## TASK GOAL
Give the listing again exactly, omitting its images.

─── RECORDED INFORMATION

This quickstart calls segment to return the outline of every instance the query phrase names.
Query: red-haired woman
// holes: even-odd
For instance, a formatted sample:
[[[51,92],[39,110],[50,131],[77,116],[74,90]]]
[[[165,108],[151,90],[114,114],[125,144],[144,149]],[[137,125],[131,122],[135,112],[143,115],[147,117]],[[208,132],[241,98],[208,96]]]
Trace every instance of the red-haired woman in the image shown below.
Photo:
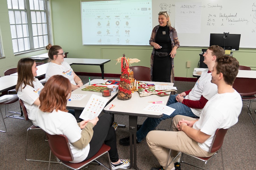
[[[78,123],[66,109],[71,92],[71,85],[67,78],[56,75],[49,79],[39,97],[41,104],[36,119],[38,125],[50,134],[67,136],[74,158],[73,163],[91,158],[104,143],[111,147],[109,153],[112,169],[129,166],[129,160],[118,157],[111,115],[105,114],[99,118]]]

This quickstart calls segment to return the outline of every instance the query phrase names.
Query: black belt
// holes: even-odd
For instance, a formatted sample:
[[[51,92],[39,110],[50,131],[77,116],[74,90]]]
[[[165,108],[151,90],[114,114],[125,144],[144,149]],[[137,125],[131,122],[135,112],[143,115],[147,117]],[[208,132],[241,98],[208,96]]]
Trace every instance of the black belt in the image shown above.
[[[161,52],[156,51],[155,54],[159,57],[165,57],[168,55],[168,53],[167,52]]]

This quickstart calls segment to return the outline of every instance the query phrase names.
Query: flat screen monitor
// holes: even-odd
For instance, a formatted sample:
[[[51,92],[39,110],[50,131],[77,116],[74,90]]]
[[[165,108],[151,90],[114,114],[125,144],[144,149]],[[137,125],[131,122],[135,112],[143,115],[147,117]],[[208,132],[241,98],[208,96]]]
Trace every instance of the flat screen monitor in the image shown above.
[[[225,50],[237,50],[239,49],[240,34],[211,34],[210,46],[217,45]]]

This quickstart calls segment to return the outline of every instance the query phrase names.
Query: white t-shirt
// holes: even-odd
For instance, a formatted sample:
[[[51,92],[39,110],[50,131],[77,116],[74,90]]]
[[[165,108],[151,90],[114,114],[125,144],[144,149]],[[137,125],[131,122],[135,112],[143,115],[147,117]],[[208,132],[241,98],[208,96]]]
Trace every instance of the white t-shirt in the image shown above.
[[[53,76],[61,75],[68,78],[71,84],[76,85],[74,80],[74,76],[72,72],[73,69],[70,65],[66,61],[63,61],[61,64],[61,65],[58,65],[51,62],[49,63],[45,74],[46,81],[48,81]]]
[[[199,120],[193,128],[211,135],[202,143],[198,143],[203,149],[208,152],[216,130],[227,129],[238,121],[242,109],[241,96],[234,89],[232,93],[217,93],[206,103]]]
[[[36,120],[38,126],[50,134],[63,134],[67,138],[74,157],[73,163],[81,162],[86,158],[90,150],[88,144],[82,149],[73,146],[71,143],[81,138],[82,130],[78,126],[75,117],[68,112],[54,110],[51,113],[42,112],[37,109]]]
[[[37,106],[33,103],[39,97],[39,94],[44,88],[44,86],[36,78],[34,78],[33,83],[34,86],[34,88],[30,86],[27,85],[23,89],[22,88],[24,85],[24,84],[22,84],[21,87],[21,89],[20,88],[18,90],[17,94],[19,98],[24,103],[24,105],[27,112],[29,118],[32,121],[35,125],[37,125],[34,123],[35,113],[34,112],[32,111],[32,110],[34,108],[38,107]]]
[[[194,87],[185,99],[191,100],[199,100],[202,96],[209,100],[214,95],[218,90],[217,85],[211,82],[212,73],[208,73],[209,70],[206,69],[202,72]],[[202,109],[191,108],[193,113],[199,117],[200,117]]]

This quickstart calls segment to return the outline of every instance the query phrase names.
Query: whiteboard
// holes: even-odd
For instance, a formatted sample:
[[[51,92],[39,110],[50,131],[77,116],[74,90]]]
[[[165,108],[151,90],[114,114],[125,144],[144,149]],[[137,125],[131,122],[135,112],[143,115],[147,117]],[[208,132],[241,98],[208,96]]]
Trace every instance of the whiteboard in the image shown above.
[[[241,34],[240,48],[256,48],[256,0],[152,1],[153,27],[159,25],[159,12],[167,11],[181,46],[209,47],[210,33],[229,32]],[[197,16],[195,16],[195,14]],[[200,17],[200,22],[193,22],[198,17]],[[175,22],[176,19],[179,21],[184,18],[184,21]],[[193,22],[200,26],[193,26]],[[187,28],[188,33],[184,33],[181,28],[179,30],[179,28]],[[194,32],[200,31],[193,33],[193,29]]]

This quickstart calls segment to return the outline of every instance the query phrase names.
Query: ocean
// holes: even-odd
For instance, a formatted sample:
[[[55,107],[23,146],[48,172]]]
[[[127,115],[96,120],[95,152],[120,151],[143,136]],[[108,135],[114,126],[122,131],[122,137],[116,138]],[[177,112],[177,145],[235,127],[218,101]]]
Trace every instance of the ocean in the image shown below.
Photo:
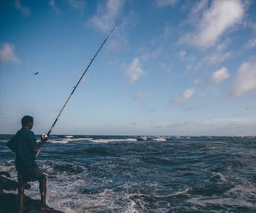
[[[0,135],[0,170],[16,180],[11,136]],[[55,209],[256,212],[256,137],[51,136],[48,142],[36,162]],[[38,183],[30,184],[25,194],[40,200]]]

──────

## PROBLEM SOLUTION
This quickstart calls segment to return the outline of every instance the query phrase names.
Query: red-haired woman
// holes: even-odd
For instance, a formatted sample:
[[[51,92],[39,110],[50,131],[77,116],[74,90]]]
[[[165,108],[151,90],[114,114],[125,144],[144,149]],[[137,125],[131,122],[135,112],[143,115],[147,117]],[[208,132],[241,98],[208,96]]]
Trace every instance of the red-haired woman in the image shown below.
Photo:
[[[78,123],[66,109],[71,92],[71,85],[67,78],[56,75],[49,79],[39,97],[41,104],[36,119],[38,125],[50,134],[67,136],[74,158],[73,163],[91,158],[104,143],[111,147],[109,153],[112,169],[129,166],[129,160],[118,157],[111,115],[105,114],[99,118]]]

This quickstart calls segment to return the outline of every instance the query phrase names.
Query: black belt
// holes: even-odd
For instance, a formatted sample:
[[[51,92],[39,110],[50,131],[77,116],[74,90]]]
[[[165,108],[151,90],[114,114],[125,144],[144,149]],[[137,125],[131,122],[135,112],[143,115],[147,117]],[[208,132],[241,98],[208,96]]]
Trace every instance of the black belt in the image shown above.
[[[161,52],[156,51],[155,54],[159,57],[165,57],[168,55],[168,53],[167,52]]]

This quickstart calls segment to return the outline of every instance the query phrase names.
Query: flat screen monitor
// holes: even-odd
For instance, a formatted sample:
[[[51,92],[39,110],[50,131],[77,116],[74,90]]]
[[[165,108],[151,90],[114,114],[125,144],[144,149]],[[137,125],[131,122],[135,112],[143,115],[147,117]],[[208,132],[241,98],[208,96]]]
Trace every instance of the flat screen monitor in the image shown above.
[[[225,50],[237,50],[239,49],[240,34],[211,34],[210,46],[217,45]]]

This quickstart calls segment to return the outline of every instance the query phrase names.
Query: white t-shirt
// holes: even-odd
For instance, a formatted sample:
[[[51,92],[39,110],[50,131],[77,116],[74,90]]]
[[[165,108],[151,90],[114,114],[125,144],[144,149]],[[137,125],[131,122],[135,112],[143,115],[147,117]],[[208,132],[241,98],[208,96]]]
Trace every instance of the white t-shirt in the image shown above.
[[[53,76],[61,75],[68,78],[71,84],[76,85],[74,80],[74,76],[72,72],[73,69],[70,65],[66,61],[63,61],[61,64],[61,65],[58,65],[51,62],[49,63],[45,74],[46,81],[48,81]]]
[[[199,120],[193,128],[211,135],[202,143],[198,143],[203,149],[208,152],[216,130],[227,129],[238,121],[242,109],[241,96],[234,89],[232,93],[217,93],[206,103]]]
[[[36,120],[38,126],[50,134],[63,134],[67,138],[74,157],[73,163],[81,162],[86,158],[90,150],[88,144],[82,149],[73,146],[71,143],[81,138],[82,130],[78,126],[75,117],[68,112],[54,110],[51,113],[42,112],[37,109]]]
[[[37,106],[33,103],[39,97],[39,94],[44,88],[44,86],[36,78],[34,78],[33,83],[34,86],[34,88],[30,86],[27,85],[23,89],[22,88],[24,85],[24,84],[22,84],[21,87],[21,89],[20,88],[18,90],[17,94],[19,98],[24,103],[24,105],[27,112],[29,118],[32,121],[35,125],[37,125],[34,123],[35,113],[34,112],[32,111],[32,110],[34,108],[38,107]]]
[[[194,87],[185,99],[191,100],[199,100],[202,96],[209,100],[214,95],[218,90],[217,85],[211,82],[212,73],[208,73],[209,70],[206,69],[202,72]],[[202,109],[191,108],[193,113],[199,117],[200,117]]]

This quickstart calls segment to return the outline of every instance the query phrase names.
Query: whiteboard
// holes: even-odd
For instance, a formatted sample:
[[[51,92],[39,110],[50,131],[77,116],[74,90]]]
[[[165,108],[151,90],[114,114],[125,144],[144,149]],[[137,125],[131,122],[135,112],[143,115],[147,117]],[[208,132],[241,98],[208,96]]]
Trace every instance of the whiteboard in the image shown above.
[[[241,34],[240,48],[256,48],[256,0],[152,1],[153,27],[159,25],[159,12],[167,11],[181,46],[209,47],[210,33],[229,32]],[[197,16],[195,16],[195,14]],[[200,17],[200,22],[193,22],[198,17]],[[175,22],[176,19],[179,21],[184,18],[184,21]],[[193,22],[200,26],[193,26]],[[187,28],[188,33],[184,33],[181,28],[179,30],[179,28]],[[194,32],[200,31],[193,33],[193,29]]]

This quickstart calls segment to return the outline of every instance the query phrase names.
Query: ocean
// holes: even-odd
For instance, a formatted sample:
[[[55,107],[23,146],[48,172]]]
[[[127,115],[96,120],[95,152],[120,151],[143,136]],[[108,135],[114,126],[122,131],[122,137],[116,138]],[[177,112],[177,145],[235,127],[218,101]]]
Trace every instance of the ocean in the image shown below.
Photo:
[[[0,135],[0,170],[16,180],[11,136]],[[55,209],[256,212],[256,137],[51,136],[48,142],[36,162]],[[38,183],[30,184],[25,194],[40,200]]]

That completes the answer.